Excerpts of pointing data:

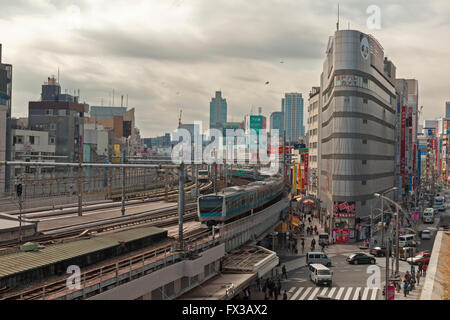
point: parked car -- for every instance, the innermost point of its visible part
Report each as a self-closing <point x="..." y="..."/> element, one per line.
<point x="360" y="258"/>
<point x="422" y="257"/>
<point x="378" y="251"/>
<point x="426" y="234"/>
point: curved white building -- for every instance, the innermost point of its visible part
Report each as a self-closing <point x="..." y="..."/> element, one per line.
<point x="357" y="123"/>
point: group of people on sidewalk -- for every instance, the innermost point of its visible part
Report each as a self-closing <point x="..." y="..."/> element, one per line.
<point x="272" y="285"/>
<point x="410" y="279"/>
<point x="311" y="230"/>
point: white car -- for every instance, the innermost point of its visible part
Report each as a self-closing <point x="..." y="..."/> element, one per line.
<point x="426" y="234"/>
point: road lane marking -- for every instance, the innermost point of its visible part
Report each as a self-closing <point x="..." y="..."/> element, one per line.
<point x="347" y="295"/>
<point x="339" y="294"/>
<point x="356" y="295"/>
<point x="305" y="293"/>
<point x="374" y="294"/>
<point x="331" y="292"/>
<point x="296" y="293"/>
<point x="313" y="294"/>
<point x="366" y="292"/>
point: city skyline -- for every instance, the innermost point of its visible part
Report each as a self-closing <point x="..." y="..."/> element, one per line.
<point x="212" y="56"/>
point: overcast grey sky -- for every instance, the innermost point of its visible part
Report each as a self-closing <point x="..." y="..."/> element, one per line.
<point x="172" y="54"/>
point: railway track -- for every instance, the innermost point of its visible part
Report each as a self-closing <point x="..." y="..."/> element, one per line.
<point x="138" y="198"/>
<point x="58" y="288"/>
<point x="160" y="219"/>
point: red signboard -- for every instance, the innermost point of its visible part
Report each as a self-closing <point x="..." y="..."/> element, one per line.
<point x="306" y="168"/>
<point x="280" y="150"/>
<point x="391" y="292"/>
<point x="403" y="143"/>
<point x="344" y="209"/>
<point x="340" y="235"/>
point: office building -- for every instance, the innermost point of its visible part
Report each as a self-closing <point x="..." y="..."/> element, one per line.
<point x="64" y="120"/>
<point x="292" y="108"/>
<point x="276" y="122"/>
<point x="313" y="141"/>
<point x="5" y="121"/>
<point x="357" y="123"/>
<point x="217" y="111"/>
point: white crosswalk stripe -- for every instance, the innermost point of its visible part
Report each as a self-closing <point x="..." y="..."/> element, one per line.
<point x="296" y="293"/>
<point x="366" y="292"/>
<point x="313" y="294"/>
<point x="356" y="295"/>
<point x="339" y="294"/>
<point x="343" y="293"/>
<point x="305" y="294"/>
<point x="331" y="292"/>
<point x="347" y="295"/>
<point x="374" y="294"/>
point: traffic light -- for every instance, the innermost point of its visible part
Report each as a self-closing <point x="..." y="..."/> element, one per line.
<point x="19" y="190"/>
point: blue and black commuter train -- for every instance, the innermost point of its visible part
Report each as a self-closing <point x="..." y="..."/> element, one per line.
<point x="235" y="202"/>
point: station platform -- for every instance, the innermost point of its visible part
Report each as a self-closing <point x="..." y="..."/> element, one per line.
<point x="24" y="267"/>
<point x="74" y="219"/>
<point x="240" y="268"/>
<point x="10" y="228"/>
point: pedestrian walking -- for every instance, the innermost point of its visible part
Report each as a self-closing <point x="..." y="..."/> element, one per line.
<point x="284" y="272"/>
<point x="407" y="276"/>
<point x="405" y="288"/>
<point x="424" y="270"/>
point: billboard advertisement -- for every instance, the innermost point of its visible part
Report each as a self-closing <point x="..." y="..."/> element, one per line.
<point x="344" y="209"/>
<point x="116" y="153"/>
<point x="403" y="144"/>
<point x="257" y="122"/>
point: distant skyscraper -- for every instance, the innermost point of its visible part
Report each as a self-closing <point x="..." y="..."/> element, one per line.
<point x="217" y="111"/>
<point x="276" y="122"/>
<point x="292" y="108"/>
<point x="5" y="120"/>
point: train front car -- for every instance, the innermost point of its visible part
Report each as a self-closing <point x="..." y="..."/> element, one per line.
<point x="210" y="209"/>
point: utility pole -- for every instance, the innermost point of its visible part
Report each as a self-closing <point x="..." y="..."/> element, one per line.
<point x="19" y="195"/>
<point x="387" y="252"/>
<point x="181" y="204"/>
<point x="196" y="181"/>
<point x="215" y="177"/>
<point x="123" y="181"/>
<point x="166" y="187"/>
<point x="284" y="159"/>
<point x="80" y="176"/>
<point x="397" y="232"/>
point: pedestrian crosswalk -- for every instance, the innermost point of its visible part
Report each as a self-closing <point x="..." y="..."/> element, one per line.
<point x="348" y="293"/>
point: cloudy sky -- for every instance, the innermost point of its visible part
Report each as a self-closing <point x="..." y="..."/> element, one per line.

> _AIM_
Transcribe the entries above verbatim, omitting their pictures.

> _ANSWER FOR THE TASK_
point: parked car -- for every instance, the innermost point of its visible part
Report each as a self-closing <point x="..." y="..."/> element, one per line.
<point x="360" y="258"/>
<point x="422" y="257"/>
<point x="378" y="251"/>
<point x="426" y="234"/>
point: curved white building -- for every instance, the innermost point of its visible part
Report each as a self-closing <point x="..." y="..."/> element, one per line.
<point x="357" y="123"/>
point: group of people on sidewalk -- for every instance, the innermost point of its visible part
Report each as a self-closing <point x="..." y="..."/> element, one per line.
<point x="272" y="285"/>
<point x="410" y="279"/>
<point x="311" y="230"/>
point: white car -- for every instance, the innermost point of its visible part
Report each as a self-closing <point x="..." y="..."/> element, one per line.
<point x="426" y="234"/>
point: road lane marking -- for every instance, the innermost point of its visible part
Report each as a self-closing <point x="..." y="..."/> element, one per line.
<point x="347" y="295"/>
<point x="339" y="294"/>
<point x="356" y="295"/>
<point x="305" y="293"/>
<point x="374" y="294"/>
<point x="331" y="292"/>
<point x="296" y="293"/>
<point x="313" y="294"/>
<point x="366" y="292"/>
point: city skyline -- for every instance, the innermost point of its visible part
Report each as a self-closing <point x="..." y="..."/> element, one per line.
<point x="212" y="56"/>
point: overcast grey sky -- for every instance, the innermost point of its visible part
Report each as a self-closing <point x="..." y="..."/> element, one per line.
<point x="172" y="54"/>
point: railway track -- for every instance, the innermost point of its visible part
Report each as a self-closing <point x="..." y="..."/> element, one per line.
<point x="138" y="198"/>
<point x="58" y="288"/>
<point x="160" y="219"/>
point: red signboard -- for every instance, the innermost point of its visible part
Report each as a self-closing <point x="..." y="..."/> element, one per line.
<point x="306" y="168"/>
<point x="280" y="150"/>
<point x="391" y="292"/>
<point x="403" y="143"/>
<point x="344" y="209"/>
<point x="340" y="235"/>
point: office building -- for every instance, the innermost point of its visible part
Report each as a self-closing <point x="..." y="..."/> element, one per line.
<point x="64" y="120"/>
<point x="292" y="108"/>
<point x="276" y="122"/>
<point x="313" y="141"/>
<point x="5" y="121"/>
<point x="357" y="123"/>
<point x="217" y="111"/>
point: white crosswalk stripe -- for every instance, the innermost point of its visible part
Report each as a self-closing <point x="..." y="..."/> element, one per line.
<point x="296" y="293"/>
<point x="366" y="292"/>
<point x="313" y="294"/>
<point x="356" y="295"/>
<point x="339" y="294"/>
<point x="343" y="293"/>
<point x="305" y="294"/>
<point x="331" y="292"/>
<point x="347" y="295"/>
<point x="374" y="294"/>
point: traffic light -- for every instance, the innermost point of its visible part
Report each as a self-closing <point x="..." y="..."/> element, one per line.
<point x="19" y="190"/>
point: blue and black commuter train -- for every instance, the innermost point of its visible part
Report each as a self-closing <point x="..." y="..."/> element, one per line.
<point x="235" y="202"/>
point: station platform -- for every instance, the innermost point of its visible part
Report each as a self-closing <point x="..." y="..."/> element, one per line.
<point x="24" y="267"/>
<point x="74" y="219"/>
<point x="240" y="268"/>
<point x="10" y="228"/>
point: pedestrian walking -- for every instance, the innermost point of its visible part
Report each as a self-closing <point x="..." y="..."/> element, one per line.
<point x="284" y="272"/>
<point x="407" y="276"/>
<point x="405" y="288"/>
<point x="424" y="270"/>
point: billboard advertisement -- for every instance, the innermost point of its visible part
Report each as a self-closing <point x="..." y="..."/> element, one per line.
<point x="344" y="209"/>
<point x="116" y="153"/>
<point x="403" y="144"/>
<point x="257" y="122"/>
point: distant skyscraper -- for every instance, the innermost point of its visible part
Report each as a self-closing <point x="..." y="..."/> element, one per line.
<point x="217" y="111"/>
<point x="276" y="122"/>
<point x="292" y="108"/>
<point x="5" y="120"/>
point: train front car -- for every instance, the innermost point of its visible part
Report each as a self-closing <point x="..." y="..."/> element, one per line.
<point x="210" y="209"/>
point: utility pole -- for every instance, the innermost point of its visible part
Report each as a self-closing <point x="..." y="..."/> element, one per line.
<point x="19" y="195"/>
<point x="387" y="252"/>
<point x="181" y="204"/>
<point x="196" y="181"/>
<point x="215" y="177"/>
<point x="123" y="181"/>
<point x="166" y="187"/>
<point x="284" y="159"/>
<point x="80" y="176"/>
<point x="397" y="232"/>
point: pedestrian crosswalk -- for every instance, the innermost point of its visible part
Report each as a self-closing <point x="..." y="..."/> element, one per line.
<point x="348" y="293"/>
point: cloudy sky -- for every instance, the innermost point of its visible part
Report each as a self-closing <point x="..." y="..."/> element, one per line.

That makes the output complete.